### WHAT IS BEING ASKED
Rewrite each of the entries below, changing "railing post" to "fence post" and keeping everything else as it is.

— START DATA ENTRIES —

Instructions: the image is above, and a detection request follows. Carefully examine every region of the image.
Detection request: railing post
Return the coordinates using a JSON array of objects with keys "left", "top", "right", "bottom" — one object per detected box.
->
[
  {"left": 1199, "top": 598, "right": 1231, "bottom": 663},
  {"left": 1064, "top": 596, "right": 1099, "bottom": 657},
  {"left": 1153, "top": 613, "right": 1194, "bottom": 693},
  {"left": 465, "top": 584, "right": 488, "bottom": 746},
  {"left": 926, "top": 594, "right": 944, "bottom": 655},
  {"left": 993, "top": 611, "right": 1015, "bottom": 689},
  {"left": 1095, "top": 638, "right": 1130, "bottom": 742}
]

— END DATA ENTRIES —

### REPLY TO THE EXERCISE
Instructions: the image is above, and a detection request follows. Carefully examine every region of the image.
Detection request: fence post
Return the coordinates using a JSON array of objects with keys "left", "top", "right", "bottom" — one object per detected box.
->
[
  {"left": 1199, "top": 598, "right": 1231, "bottom": 663},
  {"left": 1064, "top": 596, "right": 1099, "bottom": 657},
  {"left": 1153, "top": 613, "right": 1194, "bottom": 693},
  {"left": 465, "top": 584, "right": 488, "bottom": 746},
  {"left": 926, "top": 594, "right": 944, "bottom": 655},
  {"left": 993, "top": 611, "right": 1015, "bottom": 689},
  {"left": 1095, "top": 638, "right": 1130, "bottom": 742}
]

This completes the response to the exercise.